Contour labeling entries
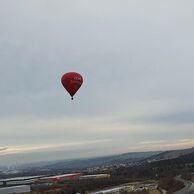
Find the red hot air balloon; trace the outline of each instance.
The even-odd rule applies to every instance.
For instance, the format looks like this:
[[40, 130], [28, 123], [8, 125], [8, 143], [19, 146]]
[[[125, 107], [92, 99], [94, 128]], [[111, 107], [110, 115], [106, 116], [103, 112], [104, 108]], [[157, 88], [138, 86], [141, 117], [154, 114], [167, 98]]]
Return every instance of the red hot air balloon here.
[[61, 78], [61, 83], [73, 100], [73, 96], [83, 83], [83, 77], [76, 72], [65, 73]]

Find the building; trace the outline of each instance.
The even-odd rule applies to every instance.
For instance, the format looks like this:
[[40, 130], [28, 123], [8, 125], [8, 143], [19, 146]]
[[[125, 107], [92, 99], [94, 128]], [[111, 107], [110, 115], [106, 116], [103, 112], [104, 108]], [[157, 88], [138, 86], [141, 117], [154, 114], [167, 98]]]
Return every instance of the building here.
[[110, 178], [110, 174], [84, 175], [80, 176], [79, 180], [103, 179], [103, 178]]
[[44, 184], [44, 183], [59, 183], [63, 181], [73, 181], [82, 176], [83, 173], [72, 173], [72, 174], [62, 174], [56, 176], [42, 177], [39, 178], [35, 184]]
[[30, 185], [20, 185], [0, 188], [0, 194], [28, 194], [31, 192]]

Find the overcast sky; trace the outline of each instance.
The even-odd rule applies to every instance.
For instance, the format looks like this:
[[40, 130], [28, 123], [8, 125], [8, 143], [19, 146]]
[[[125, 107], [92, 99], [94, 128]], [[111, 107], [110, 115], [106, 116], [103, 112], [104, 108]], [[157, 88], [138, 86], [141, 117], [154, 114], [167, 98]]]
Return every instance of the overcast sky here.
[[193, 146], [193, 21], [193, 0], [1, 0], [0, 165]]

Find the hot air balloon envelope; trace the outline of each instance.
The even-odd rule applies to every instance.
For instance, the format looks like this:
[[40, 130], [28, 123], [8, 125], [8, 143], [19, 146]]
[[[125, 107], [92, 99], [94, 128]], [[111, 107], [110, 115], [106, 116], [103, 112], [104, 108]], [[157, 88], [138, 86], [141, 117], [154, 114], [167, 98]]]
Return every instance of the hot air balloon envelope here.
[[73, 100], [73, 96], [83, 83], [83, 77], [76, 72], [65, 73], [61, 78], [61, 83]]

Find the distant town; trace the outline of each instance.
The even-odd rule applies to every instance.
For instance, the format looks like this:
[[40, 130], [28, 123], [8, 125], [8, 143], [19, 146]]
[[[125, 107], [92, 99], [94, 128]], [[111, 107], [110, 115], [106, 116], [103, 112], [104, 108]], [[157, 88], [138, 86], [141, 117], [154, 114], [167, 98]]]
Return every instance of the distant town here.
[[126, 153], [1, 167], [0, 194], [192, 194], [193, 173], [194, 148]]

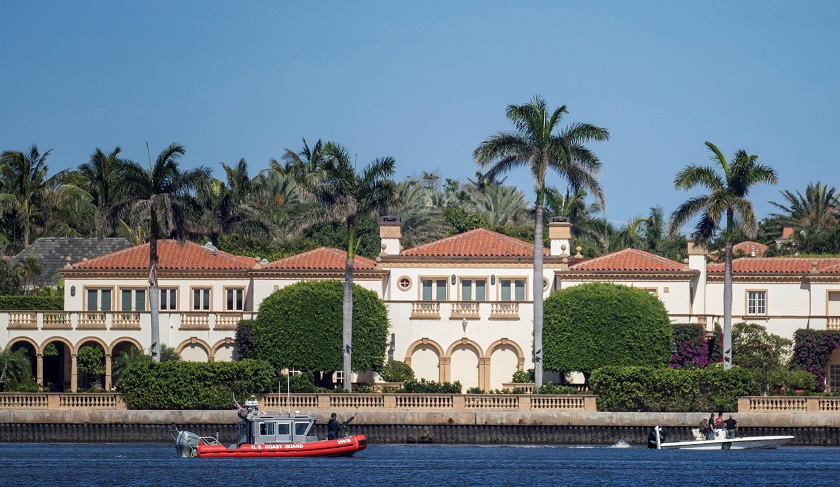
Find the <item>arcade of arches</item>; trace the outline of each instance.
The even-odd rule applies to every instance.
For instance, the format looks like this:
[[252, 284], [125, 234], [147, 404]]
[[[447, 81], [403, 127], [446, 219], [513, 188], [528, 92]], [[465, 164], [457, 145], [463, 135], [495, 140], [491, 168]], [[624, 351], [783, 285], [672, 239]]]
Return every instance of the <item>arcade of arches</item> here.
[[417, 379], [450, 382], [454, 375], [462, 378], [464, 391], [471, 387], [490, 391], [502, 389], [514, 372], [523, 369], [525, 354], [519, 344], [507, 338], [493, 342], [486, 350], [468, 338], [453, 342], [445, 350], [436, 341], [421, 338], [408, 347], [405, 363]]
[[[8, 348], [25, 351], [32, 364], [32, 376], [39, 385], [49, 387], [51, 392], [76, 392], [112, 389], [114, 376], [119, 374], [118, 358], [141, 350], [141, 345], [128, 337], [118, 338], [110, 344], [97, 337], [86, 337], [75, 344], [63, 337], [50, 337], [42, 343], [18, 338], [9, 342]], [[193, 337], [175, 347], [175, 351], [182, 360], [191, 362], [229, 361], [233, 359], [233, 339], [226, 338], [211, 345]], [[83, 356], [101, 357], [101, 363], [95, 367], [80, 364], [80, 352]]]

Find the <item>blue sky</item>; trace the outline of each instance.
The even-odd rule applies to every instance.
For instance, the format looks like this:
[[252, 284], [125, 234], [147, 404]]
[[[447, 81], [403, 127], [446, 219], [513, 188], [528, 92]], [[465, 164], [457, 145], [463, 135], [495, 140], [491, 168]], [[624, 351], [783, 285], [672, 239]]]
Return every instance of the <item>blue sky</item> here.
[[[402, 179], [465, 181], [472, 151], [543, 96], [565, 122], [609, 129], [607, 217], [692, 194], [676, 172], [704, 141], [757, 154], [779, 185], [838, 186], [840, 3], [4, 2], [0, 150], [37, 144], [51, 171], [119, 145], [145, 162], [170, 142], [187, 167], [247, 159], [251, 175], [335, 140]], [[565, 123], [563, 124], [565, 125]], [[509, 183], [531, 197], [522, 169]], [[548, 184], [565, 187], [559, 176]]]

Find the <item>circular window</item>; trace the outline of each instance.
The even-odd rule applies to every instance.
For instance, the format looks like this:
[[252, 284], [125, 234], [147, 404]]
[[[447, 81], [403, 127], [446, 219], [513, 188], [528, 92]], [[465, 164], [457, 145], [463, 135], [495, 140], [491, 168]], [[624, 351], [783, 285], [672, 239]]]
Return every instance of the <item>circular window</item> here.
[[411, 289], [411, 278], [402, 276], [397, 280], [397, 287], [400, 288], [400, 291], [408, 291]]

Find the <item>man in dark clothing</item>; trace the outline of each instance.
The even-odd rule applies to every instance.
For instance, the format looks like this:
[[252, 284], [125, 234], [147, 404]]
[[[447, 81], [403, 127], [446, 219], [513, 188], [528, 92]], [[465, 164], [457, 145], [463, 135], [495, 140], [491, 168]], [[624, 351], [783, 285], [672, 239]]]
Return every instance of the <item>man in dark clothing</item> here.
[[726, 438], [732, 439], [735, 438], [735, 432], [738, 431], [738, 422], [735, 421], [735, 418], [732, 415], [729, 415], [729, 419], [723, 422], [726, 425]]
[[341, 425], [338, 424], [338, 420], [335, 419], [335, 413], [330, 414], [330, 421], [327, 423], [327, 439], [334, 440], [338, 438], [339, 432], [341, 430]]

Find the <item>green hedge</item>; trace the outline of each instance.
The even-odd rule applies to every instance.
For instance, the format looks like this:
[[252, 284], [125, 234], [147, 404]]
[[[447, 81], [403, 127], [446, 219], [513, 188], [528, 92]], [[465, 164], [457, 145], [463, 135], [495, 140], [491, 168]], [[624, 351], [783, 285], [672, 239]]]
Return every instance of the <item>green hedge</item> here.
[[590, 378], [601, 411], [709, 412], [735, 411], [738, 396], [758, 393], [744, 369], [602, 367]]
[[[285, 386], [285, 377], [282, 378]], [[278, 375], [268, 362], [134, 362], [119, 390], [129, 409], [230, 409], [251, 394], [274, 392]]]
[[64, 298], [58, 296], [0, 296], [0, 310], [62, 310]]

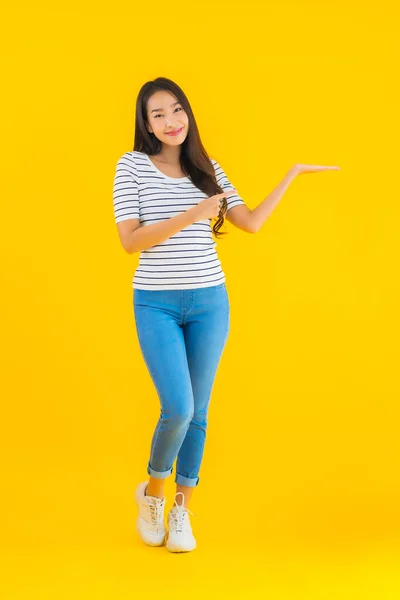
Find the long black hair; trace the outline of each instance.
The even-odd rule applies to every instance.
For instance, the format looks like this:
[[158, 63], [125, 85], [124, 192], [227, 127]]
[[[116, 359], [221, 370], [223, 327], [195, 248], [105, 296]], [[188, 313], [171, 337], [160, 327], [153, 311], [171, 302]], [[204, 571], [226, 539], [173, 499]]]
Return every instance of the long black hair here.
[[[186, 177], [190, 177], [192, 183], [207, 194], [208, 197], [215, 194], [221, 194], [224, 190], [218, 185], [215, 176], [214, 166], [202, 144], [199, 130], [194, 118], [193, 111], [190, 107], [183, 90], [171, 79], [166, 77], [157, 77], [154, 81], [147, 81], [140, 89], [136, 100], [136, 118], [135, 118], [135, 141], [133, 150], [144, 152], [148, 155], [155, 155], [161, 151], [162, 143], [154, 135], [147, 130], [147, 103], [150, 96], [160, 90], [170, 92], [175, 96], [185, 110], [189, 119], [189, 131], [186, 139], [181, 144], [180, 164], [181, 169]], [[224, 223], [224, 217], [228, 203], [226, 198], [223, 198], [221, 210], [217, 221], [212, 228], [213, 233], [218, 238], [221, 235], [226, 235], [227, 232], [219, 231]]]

▸ **GIVEN TASK**
Rename "building" to "house" in the stretch of the records above from the line containing "Find the building;" through the line containing "194], [31, 192]]", and give those lines again with nothing else changed.

▸ **ANSWER TO THE PROBLEM**
Find the house; trace the outline of each instance.
The even-odd rule applies to every instance.
For instance, the format looks like this:
[[40, 130], [28, 123], [8, 125], [8, 143], [19, 146]]
[[[125, 107], [92, 99], [94, 128]], [[111, 107], [110, 115], [106, 116], [103, 112], [104, 108]], [[157, 88], [138, 86], [141, 117], [154, 114], [167, 98]]]
Return every instance of the house here.
[[110, 178], [110, 174], [84, 175], [80, 176], [79, 180], [103, 179], [103, 178]]
[[44, 184], [44, 183], [59, 183], [63, 181], [73, 181], [82, 176], [83, 173], [72, 173], [72, 174], [62, 174], [56, 176], [42, 177], [39, 178], [35, 184]]
[[30, 185], [20, 185], [0, 188], [0, 194], [28, 194], [31, 192]]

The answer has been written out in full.